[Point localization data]
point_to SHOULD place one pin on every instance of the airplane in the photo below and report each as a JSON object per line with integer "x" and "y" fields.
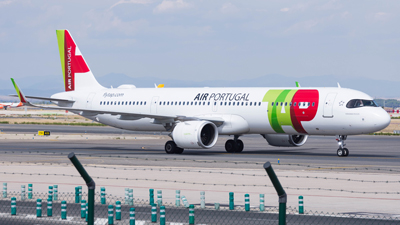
{"x": 195, "y": 117}
{"x": 8, "y": 105}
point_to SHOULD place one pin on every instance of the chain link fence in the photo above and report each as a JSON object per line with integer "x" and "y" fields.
{"x": 26, "y": 211}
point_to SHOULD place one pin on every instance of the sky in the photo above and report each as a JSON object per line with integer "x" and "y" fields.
{"x": 205, "y": 40}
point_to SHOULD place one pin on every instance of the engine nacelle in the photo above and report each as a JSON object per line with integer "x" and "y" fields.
{"x": 285, "y": 140}
{"x": 195, "y": 134}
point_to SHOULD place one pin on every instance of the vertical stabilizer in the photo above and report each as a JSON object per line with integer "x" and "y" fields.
{"x": 76, "y": 72}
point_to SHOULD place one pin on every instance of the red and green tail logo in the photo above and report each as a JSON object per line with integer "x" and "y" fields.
{"x": 291, "y": 108}
{"x": 72, "y": 61}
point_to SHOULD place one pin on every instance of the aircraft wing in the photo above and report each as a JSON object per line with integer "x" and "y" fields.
{"x": 125, "y": 115}
{"x": 47, "y": 99}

Work task
Beginning with the line that contains "point_to SHOULD place one pin on every instance of the aircraft" and ending with the last line of the data above, return those lines exactly and nothing else.

Response area
point_to SHOULD place one pin on every instance of the aircraft wing in the photo above and report each as a JSON object per line with integer "x" and "y" fields.
{"x": 125, "y": 115}
{"x": 47, "y": 99}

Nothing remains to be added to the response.